» **The task**: Copy the data word for word, keeping every line.

**** Given records

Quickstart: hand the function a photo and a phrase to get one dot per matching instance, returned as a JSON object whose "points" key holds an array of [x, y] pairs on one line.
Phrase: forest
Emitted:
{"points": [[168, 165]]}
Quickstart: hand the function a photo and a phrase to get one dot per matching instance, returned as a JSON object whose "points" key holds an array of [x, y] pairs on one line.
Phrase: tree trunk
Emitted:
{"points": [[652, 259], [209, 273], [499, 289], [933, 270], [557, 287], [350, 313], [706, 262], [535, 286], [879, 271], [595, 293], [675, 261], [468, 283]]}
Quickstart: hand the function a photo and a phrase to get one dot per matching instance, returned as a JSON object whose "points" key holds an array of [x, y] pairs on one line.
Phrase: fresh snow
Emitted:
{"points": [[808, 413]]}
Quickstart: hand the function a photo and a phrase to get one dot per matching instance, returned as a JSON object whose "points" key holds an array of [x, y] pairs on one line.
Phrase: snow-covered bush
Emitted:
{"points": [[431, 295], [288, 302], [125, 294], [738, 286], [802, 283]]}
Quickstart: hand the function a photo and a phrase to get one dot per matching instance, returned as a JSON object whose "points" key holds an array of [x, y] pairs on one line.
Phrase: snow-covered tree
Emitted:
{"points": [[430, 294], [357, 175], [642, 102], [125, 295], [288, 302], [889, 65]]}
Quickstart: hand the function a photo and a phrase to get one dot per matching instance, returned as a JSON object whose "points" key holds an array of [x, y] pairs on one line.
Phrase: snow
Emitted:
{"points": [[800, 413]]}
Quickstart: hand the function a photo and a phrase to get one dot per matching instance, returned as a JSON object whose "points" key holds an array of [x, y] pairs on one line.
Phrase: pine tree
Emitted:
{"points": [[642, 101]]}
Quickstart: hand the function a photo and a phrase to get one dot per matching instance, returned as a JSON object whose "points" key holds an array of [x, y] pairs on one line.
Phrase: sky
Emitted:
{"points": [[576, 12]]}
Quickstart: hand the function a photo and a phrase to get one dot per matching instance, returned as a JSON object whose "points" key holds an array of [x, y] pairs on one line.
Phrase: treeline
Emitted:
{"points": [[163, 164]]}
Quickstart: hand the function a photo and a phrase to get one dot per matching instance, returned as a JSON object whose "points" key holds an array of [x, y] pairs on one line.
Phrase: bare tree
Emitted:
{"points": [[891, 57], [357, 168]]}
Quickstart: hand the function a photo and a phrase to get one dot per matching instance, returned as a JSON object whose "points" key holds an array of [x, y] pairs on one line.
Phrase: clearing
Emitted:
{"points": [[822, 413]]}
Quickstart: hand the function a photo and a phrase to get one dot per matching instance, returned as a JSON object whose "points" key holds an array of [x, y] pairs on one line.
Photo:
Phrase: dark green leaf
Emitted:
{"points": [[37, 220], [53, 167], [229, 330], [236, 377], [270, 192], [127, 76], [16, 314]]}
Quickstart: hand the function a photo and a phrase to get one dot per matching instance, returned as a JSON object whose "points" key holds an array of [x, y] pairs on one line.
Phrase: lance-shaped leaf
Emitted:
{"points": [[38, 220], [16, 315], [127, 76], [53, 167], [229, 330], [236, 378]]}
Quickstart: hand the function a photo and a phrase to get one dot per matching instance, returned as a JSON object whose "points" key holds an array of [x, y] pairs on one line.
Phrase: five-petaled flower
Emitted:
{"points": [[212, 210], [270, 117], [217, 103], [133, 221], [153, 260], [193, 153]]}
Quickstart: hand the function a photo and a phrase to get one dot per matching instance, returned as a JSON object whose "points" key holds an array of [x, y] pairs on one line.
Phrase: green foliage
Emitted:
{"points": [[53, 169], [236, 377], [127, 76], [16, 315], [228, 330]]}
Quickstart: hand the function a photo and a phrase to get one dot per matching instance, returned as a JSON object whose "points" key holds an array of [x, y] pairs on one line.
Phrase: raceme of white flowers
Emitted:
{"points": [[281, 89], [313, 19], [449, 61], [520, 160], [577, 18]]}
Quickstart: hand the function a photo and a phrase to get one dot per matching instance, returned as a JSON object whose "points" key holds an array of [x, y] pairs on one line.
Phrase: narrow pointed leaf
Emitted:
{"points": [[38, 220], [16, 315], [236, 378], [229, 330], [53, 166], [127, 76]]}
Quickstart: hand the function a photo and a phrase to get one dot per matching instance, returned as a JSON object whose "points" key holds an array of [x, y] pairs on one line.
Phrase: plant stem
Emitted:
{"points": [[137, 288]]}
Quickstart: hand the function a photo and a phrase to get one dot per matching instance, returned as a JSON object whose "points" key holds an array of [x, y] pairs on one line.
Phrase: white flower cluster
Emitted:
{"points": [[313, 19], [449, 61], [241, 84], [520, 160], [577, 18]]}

********

» **Correct output**:
Quickstart: hand the function a photo and a phrase to get one dot per matching instance, returned as a JSON object whose "points" key holds an array of [x, y] pairs on one line.
Phrase: forest
Emitted:
{"points": [[168, 165]]}
Quickstart: hand the function a photo and a phrase to get one dot per matching instance, returned as a JSON object whose "points" key holds an array of [x, y] pairs on one line.
Phrase: tree trunk
Emitted:
{"points": [[652, 259], [209, 273], [499, 289], [933, 270], [557, 287], [350, 313], [706, 262], [535, 286], [879, 271], [595, 293], [675, 261], [468, 283]]}
Quickstart: hand the function a photo and a phrase to get one dot per matching instance, returned as a JSON object whose "points" key holds an array of [x, y] pairs on one line.
Phrase: fresh snow
Emitted:
{"points": [[808, 413]]}
Quickstart: hand the function a photo and a phrase to get one dot per matching instance, returned as a JSON object whose "points" key holds an array of [x, y] pairs on one line.
Phrase: snow-covered bush
Emitted:
{"points": [[431, 295], [288, 302], [125, 294], [738, 286], [802, 283]]}
Quickstart: hand the function a photo and a phrase to get one dot per matching instance, returned as a JSON object whose "points" key holds an array of [x, y] pairs on one line.
Phrase: snow-covered tree
Emitted:
{"points": [[430, 294], [357, 175], [642, 102], [125, 295], [288, 302], [889, 65]]}
Quickstart: hand the function a photo and a phrase to get one dot per matching instance, returned as a JSON object whose "points" key holds an array of [x, y] pairs on one line.
Phrase: snow
Emitted:
{"points": [[800, 413]]}
Quickstart: hand the function a photo and a phrase to get one dot per matching instance, returned as a JSON object whose "points" key holds an array of [x, y] pairs on one line.
Phrase: pine tree
Emitted:
{"points": [[642, 101]]}
Quickstart: hand the function a photo and a phrase to get one dot per matching instance, returned as a JSON object whose "points" key holds an array of [x, y] pairs on one line.
Phrase: sky
Emitted:
{"points": [[576, 12]]}
Quickstart: hand the function a photo and a phrase to get one dot per matching instance, returned as a JSON object whose "points" key holds an array of [x, y] pairs on one line.
Phrase: treeline
Emitted:
{"points": [[163, 164]]}
Quickstart: hand the function a photo and a phrase to get one dot per matching instance, returned as a JSON object whose "points" key holds an array of [x, y] pairs on one line.
Phrase: bare tree
Emitted:
{"points": [[891, 57], [357, 168]]}
Quickstart: hand the function a photo and a phrase to get one dot per matching instance, returned as a JSON object whose "points" key holds an array of [x, y] pairs on one line.
Phrase: clearing
Emitted:
{"points": [[822, 413]]}
Quickstart: hand the function a photo and a phrase to get one dot per matching instance, returned as a JSON object whose "points" key holds an array of [x, y] pairs on one line.
Photo:
Phrase: dark green leaf
Emitted:
{"points": [[37, 220], [53, 167], [229, 330], [236, 377], [270, 192], [127, 76], [16, 314]]}
Quickstart: hand the function a photo and a phrase to get one dot per matching instance, returned as a JSON object whose "points" key holds an array of [x, y] pairs on one line.
Phrase: lance-shaped leaf
Emitted:
{"points": [[38, 220], [16, 315], [127, 76], [53, 167], [229, 330], [236, 378]]}
Quickstart: hand the function a photo and a phrase to get one dot per matching instance, returned as a JSON object whose "points" key holds an array of [x, y] pairs on one line.
Phrase: five-petaled flower
Emitted:
{"points": [[212, 210], [270, 117], [217, 103], [133, 221], [153, 260], [193, 153]]}
Quickstart: hand the function a photo and a phrase to get one dot per matching instance, returned as a JSON object whose "points" key holds an array of [x, y] pairs on one line.
Phrase: green foliage
Emitted:
{"points": [[53, 169], [236, 377], [127, 76], [16, 315], [228, 330]]}
Quickstart: hand the function a photo and a phrase to get one dot per matching instance, returned as a JSON object whose "points" key holds an array of [x, y] pairs on one line.
Phrase: raceme of white flowers
Emitted:
{"points": [[281, 89], [313, 19], [449, 61], [520, 160], [577, 18]]}
Quickstart: hand the function a photo and a phrase to get one dot per matching instance, returned as a JSON object whose "points" key holds an array of [x, y] pairs on one line.
Phrase: narrow pointed leaf
Emitted:
{"points": [[38, 220], [16, 315], [236, 378], [229, 330], [53, 166], [127, 76]]}
Quickstart: hand the function a photo and a phrase to get one dot per matching instance, returned as a JSON object whose "points" key holds an array of [x, y] pairs on one line.
Phrase: plant stem
Emitted:
{"points": [[137, 288]]}
Quickstart: hand the function a photo and a phrase to get one dot per matching instance, returned as a JSON object whose "points" key holds an array of [x, y] pairs on one line.
Phrase: white flower cluster
Emitted:
{"points": [[313, 19], [449, 61], [241, 84], [520, 160], [577, 18]]}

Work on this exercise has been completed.